• EXERCISE REQUIREMENTS
Could you carry on the protest decision about Trident's challenge to the past experience evaluation, continuing from the last sentence shown?

• SOURCE TEXT

The protester challenges the agency’s evaluation of L3’s proposal under the past experience and technical approach factors, and the agency’s best-value tradeoff decision.  Although we do not specifically address all of Trident’s arguments, we have fully considered all of them and find that they afford no basis on which to sustain the protest.

Past Experience

First, the protester argues that the agency failed to conduct a past performance evaluation under the past experience factor, which the protester insists was required by the solicitation.  See Protest at 8-9; Protester’s Comments at 6-7.  In support of its argument, the protester contends that the past experience factor included a confidence assessment, which “sounds like a quality of performance assessment, i.e. past performance.”  Protest at 8.  In addition, the protester contends that because the solicitation stated under the past experience factor that an offeror who has not “successfully performed” comparable PWS tasks would not be considered technically acceptable and would not be considered for award, the agency was required to perform a past performance evaluation.  Protester’s Comments at 6 (quoting RFP at 111, 116).  The agency states that past performance was not an evaluation factor for this procurement, which the protester concedes.  Memorandum of Law (MOL) at 9 (citing Protest at 8 (“past performance was not a formal evaluation factor”)).

• ITEMS
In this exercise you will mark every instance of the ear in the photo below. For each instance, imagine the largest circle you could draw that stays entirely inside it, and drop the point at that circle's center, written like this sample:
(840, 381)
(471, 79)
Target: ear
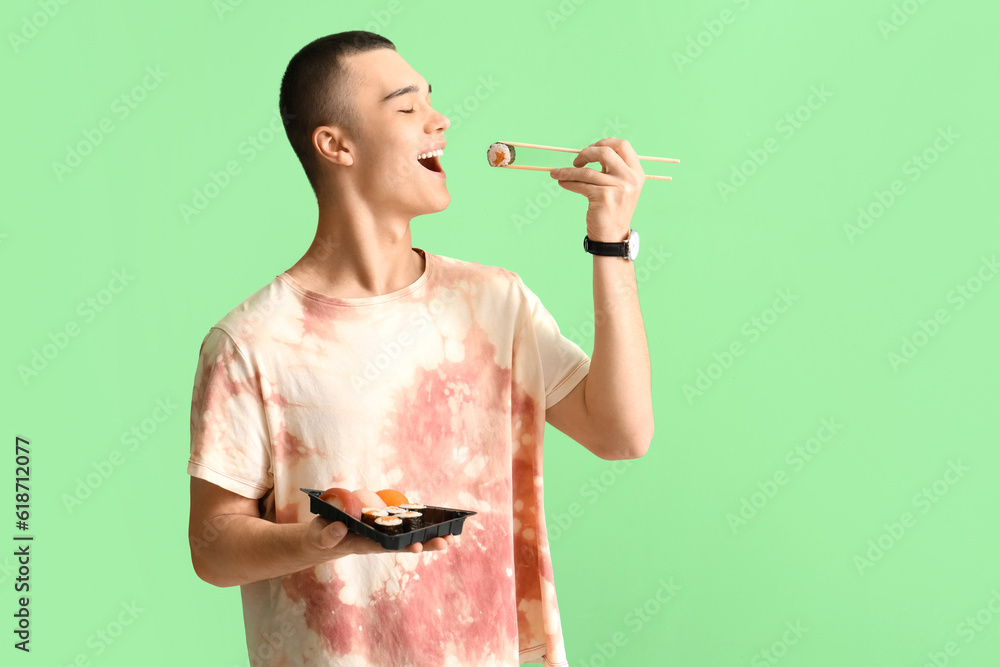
(333, 145)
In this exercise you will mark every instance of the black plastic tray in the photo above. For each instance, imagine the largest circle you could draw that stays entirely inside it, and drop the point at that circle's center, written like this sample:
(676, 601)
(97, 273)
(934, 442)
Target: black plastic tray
(441, 521)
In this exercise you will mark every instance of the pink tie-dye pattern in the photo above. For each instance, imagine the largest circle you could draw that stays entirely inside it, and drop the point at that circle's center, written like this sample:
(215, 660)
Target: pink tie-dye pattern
(467, 431)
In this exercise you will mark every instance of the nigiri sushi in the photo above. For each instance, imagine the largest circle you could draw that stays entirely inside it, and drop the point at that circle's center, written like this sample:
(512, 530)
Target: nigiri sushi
(500, 154)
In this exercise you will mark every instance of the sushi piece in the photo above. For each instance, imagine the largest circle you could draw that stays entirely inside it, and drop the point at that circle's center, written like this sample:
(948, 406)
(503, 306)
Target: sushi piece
(391, 525)
(500, 154)
(392, 497)
(369, 498)
(343, 500)
(411, 520)
(369, 514)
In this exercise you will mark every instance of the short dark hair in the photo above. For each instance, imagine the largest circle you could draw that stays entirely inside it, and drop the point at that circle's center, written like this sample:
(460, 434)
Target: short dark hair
(313, 91)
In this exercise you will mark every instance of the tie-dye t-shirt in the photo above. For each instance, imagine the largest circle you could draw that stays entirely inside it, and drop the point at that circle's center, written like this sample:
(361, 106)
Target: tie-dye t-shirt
(438, 390)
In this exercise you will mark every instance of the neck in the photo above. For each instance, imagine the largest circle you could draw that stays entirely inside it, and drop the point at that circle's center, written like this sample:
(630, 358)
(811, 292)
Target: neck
(358, 252)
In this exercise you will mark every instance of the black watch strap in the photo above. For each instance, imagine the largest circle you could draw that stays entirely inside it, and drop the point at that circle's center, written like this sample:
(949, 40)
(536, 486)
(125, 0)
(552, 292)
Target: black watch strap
(605, 249)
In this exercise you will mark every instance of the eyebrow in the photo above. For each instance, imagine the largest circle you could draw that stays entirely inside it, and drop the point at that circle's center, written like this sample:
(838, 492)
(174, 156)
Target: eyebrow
(404, 91)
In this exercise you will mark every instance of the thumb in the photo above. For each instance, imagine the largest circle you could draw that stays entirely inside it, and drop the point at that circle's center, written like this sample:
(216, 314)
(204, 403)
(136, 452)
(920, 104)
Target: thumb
(332, 534)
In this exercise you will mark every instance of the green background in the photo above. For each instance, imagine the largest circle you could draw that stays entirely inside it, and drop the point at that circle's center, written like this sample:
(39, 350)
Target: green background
(894, 76)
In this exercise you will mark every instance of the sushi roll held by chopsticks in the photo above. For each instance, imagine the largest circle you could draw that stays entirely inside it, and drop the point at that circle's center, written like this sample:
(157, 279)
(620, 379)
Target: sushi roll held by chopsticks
(501, 154)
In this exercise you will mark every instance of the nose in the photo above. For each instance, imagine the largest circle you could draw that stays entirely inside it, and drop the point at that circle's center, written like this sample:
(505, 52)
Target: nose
(438, 121)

• ANSWER FOR THIS EXERCISE
As a general matter, where a dispute exists as to the meaning of a particular solicitation provision, our Office will resolve the matter by reading the solicitation as a whole and in a manner that gives effect to all of the provisions; to be reasonable, an interpretation must be consistent with such a reading.  ProActive Techs., Inc.; CymSTAR Servs., LLC, B-412957.5 et al., Aug. 23, 2016, 2016 CPD ¶ 244 at 13.  Here, the solicitation stated:

While past performance is not a formal evaluation factor for this procurement, the GSA CO will review the Federal Awardee Performance and Integrity Information System (FAPIIS). . . to make a past performance responsibility determination in accordance with FAR 9.104-6[,] FAPIIS and FAR 9.105-1, [ ] Obtaining Information. 

RFP at 116.  Further, the solicitation stated that the government reserved the right to review information in the Past Performance Information Retrieval System and other government systems to “make an informed responsibility determination prior to award.”  Id. 

We agree with the agency that past performance was not a formal evaluation factor for the procurement.  To the extent there was any conflict between the solicitation’s statement that past performance was not a formal evaluation factor and other language in the solicitation, this was a patent ambiguity in the RFP and Trident’s argument is an untimely challenge to the terms of the solicitation. See Bid Protest Regulations, 4 C.F.R. § 21.2(a)(1); MEDI/e-Imagedata Corp., B-410018, Sept. 30, 2014 2014 CPD ¶ 286 at 4 (where a patent ambiguity is not challenged prior to the submission of proposals, we will dismiss as untimely any subsequent challenge to the meaning of the term).  Accordingly, this protest allegation is dismissed.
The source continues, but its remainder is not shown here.